Each entry below is to be printed verbatim.

──────────

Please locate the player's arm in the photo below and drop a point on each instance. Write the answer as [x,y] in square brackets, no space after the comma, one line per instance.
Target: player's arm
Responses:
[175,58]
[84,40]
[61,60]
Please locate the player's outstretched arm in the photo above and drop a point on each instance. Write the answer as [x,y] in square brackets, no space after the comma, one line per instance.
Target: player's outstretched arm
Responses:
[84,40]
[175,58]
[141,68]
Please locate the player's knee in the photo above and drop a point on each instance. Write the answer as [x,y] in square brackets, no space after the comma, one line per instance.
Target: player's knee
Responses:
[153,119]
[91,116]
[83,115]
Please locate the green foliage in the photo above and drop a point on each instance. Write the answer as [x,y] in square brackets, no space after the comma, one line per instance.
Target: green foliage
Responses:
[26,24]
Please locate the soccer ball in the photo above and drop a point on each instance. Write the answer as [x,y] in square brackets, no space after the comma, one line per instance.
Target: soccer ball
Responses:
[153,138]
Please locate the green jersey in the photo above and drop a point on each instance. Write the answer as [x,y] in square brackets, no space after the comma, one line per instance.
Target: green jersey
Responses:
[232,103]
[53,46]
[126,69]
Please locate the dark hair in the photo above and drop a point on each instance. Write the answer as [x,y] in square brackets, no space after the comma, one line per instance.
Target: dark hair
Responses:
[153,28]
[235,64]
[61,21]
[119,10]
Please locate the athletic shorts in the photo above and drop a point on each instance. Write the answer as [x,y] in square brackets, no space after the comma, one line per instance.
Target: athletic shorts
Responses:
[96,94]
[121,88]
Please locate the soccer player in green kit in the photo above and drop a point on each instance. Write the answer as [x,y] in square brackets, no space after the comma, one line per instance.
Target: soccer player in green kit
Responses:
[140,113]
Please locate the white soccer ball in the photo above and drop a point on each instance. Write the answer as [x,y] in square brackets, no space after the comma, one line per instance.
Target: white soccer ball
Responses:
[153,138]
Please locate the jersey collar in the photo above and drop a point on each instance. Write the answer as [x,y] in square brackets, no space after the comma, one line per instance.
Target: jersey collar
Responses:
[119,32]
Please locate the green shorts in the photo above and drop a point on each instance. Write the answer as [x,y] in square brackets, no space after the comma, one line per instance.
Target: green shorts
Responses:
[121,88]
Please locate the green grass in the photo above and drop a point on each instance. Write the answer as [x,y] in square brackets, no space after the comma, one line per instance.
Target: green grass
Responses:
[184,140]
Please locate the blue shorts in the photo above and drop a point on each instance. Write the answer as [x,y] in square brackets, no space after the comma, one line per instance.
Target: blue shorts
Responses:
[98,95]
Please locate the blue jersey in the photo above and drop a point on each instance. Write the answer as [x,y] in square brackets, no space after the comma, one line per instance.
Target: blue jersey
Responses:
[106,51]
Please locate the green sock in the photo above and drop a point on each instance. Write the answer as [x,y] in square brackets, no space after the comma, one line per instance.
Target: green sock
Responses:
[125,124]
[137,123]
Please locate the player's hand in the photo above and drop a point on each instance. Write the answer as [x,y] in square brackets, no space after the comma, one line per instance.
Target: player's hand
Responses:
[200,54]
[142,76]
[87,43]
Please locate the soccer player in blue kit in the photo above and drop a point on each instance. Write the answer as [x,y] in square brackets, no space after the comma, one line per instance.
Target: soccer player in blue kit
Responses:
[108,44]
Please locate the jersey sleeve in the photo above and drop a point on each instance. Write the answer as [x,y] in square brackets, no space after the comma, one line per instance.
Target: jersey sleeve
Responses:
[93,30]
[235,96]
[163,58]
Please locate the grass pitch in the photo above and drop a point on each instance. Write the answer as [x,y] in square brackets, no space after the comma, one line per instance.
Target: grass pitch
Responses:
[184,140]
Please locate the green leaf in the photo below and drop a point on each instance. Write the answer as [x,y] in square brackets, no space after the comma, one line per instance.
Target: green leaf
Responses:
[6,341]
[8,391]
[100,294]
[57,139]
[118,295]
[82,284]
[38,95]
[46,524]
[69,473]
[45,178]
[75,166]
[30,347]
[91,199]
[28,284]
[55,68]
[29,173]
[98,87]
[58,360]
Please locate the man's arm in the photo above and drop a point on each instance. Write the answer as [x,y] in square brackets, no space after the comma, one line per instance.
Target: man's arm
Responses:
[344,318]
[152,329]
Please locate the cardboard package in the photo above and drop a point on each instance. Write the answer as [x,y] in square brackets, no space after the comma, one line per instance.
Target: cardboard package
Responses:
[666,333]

──────────

Reply.
Please locate the player's arm in the photo below and drop a point on each instance. Write the answer as [x,y] in square brackets, no space after the comma, one line per instance.
Target: player's arm
Responses:
[175,58]
[84,40]
[61,60]
Please locate the player's outstretched arm in the photo above and drop a point on each instance. Write the answer as [x,y] in square brackets, no space after the comma, one line per instance.
Target: player's outstretched arm
Responses:
[84,40]
[175,58]
[141,68]
Please locate the player's knee in the photo above and drop a point on each instance. Write the answer as [x,y] in square brackets, no space after the comma, one line per instance.
Target: player's knee
Responses:
[153,119]
[91,116]
[83,115]
Please locate the green foliage in the photo above and drop a point on each instance. Write the answer as [x,y] in square brackets, no space after the comma, one line per instance.
Target: green foliage
Responses:
[26,24]
Please locate the soccer ball in the photo above and drop a point on each instance. Write the answer as [x,y] in square brackets, no space after the comma, one line per instance.
Target: soccer ball
Responses:
[153,138]
Please locate the green jersey in the photo above and drop a point on each instance. Write the answer as [x,y] in square brackets, no space after the comma, one line per instance.
Target: green jersey
Responses:
[232,103]
[53,46]
[126,69]
Please locate the dark hair in the photo above and drop a point on each instance. Write the answer as [x,y] in square brackets, no space after the comma, one line per instance.
Target: dark hair
Responses:
[153,28]
[235,64]
[61,21]
[119,10]
Please locate the athletic shorts in the photo above and drop a point on each instance. Write the answer as [x,y] in square brackets, no space after the comma, one line per instance.
Target: athletic shorts
Responses:
[96,94]
[121,88]
Please locate the soccer player in green kit in the photo above and drop a point on each instance. Write the answer as [x,y] in square brackets, no space after the comma, one line per instance.
Target: soccer player in green kit
Responses:
[140,113]
Please locate the white soccer ball in the photo above and drop a point on each instance. Write the answer as [x,y] in square brackets, no space after the comma, one line per instance.
Target: white soccer ball
Responses:
[153,138]
Please locate the jersey collar in the photo above and drop a point on each instance. Write the answer as [x,y] in square brackets, no space after the comma, one line per instance.
Target: jersey collar
Responses:
[119,32]
Please locate the green shorts in the photo above and drop a point on each instance. Write the answer as [x,y] in square brackets, no space after the comma, one line per instance.
Target: green shorts
Responses:
[121,88]
Please locate the green grass in the photo above and drop a point on each instance. Write the answer as [x,y] in square brackets, no space after the comma, one line per instance.
Target: green grass
Responses:
[184,140]
Please locate the blue shorts in the photo above and drop a point on each instance. Write the answer as [x,y] in square brackets, no space after the comma, one line per instance.
Target: blue shorts
Responses:
[98,95]
Please locate the blue jersey in the photo above and drop a point on each instance. Write the answer as [x,y] in square brackets, no space after the comma, one line per instance.
Target: blue jersey
Responses:
[106,51]
Please locate the green sock in the photo above and drop a point on each instance. Write the answer as [x,y] in square brackets, no space after the comma, one line per instance.
Target: green sock
Responses:
[125,124]
[137,123]
Please locate the player's hand in the photo above and drop a point on each instance. Write the answer as [x,y] in square brackets, no space after the comma, one line per instance.
Target: player's hand
Responses:
[200,54]
[142,76]
[87,43]
Please locate the soccer player in blue kit in the photo above and drop a point on each instance. Write the answer as [x,y] in square brackets, no space after the comma, one line per instance.
Target: soccer player in blue kit
Responses:
[108,44]
Please locate the jersey sleeve in the photo above and drop a point on each instance. Write the answer as [x,y] in square brackets, no space after the comma, one line per instance.
Target: jersey sleeve
Responses:
[93,30]
[235,96]
[163,58]
Please locate the grass pitch in the photo above and drop a point on each instance. Write the answer as [x,y] in square brackets, no space after the comma, one line per instance.
Target: grass pitch
Responses:
[184,140]
Please locate the green leaf in the photo below and drop a point on each instance. Write the answer as [x,y] in square brackets, no space after the comma, one line per instance.
Target: green leaf
Responses:
[6,341]
[8,391]
[100,294]
[57,139]
[118,295]
[82,284]
[38,95]
[46,524]
[69,473]
[45,178]
[75,166]
[30,347]
[91,199]
[28,284]
[55,68]
[29,173]
[98,87]
[58,360]
Please locate the man's arm in the photo above and drop a point on each instance. Write the answer as [x,y] in square brackets, no space after the comma, one line per instance.
Target: man's arm
Responses:
[344,318]
[152,329]
Please locate the cardboard package in the photo above and drop a point on each instance. Write the answer as [x,y] in square brackets, no space after the comma, one line per instance.
Target: cardboard package
Responses:
[666,333]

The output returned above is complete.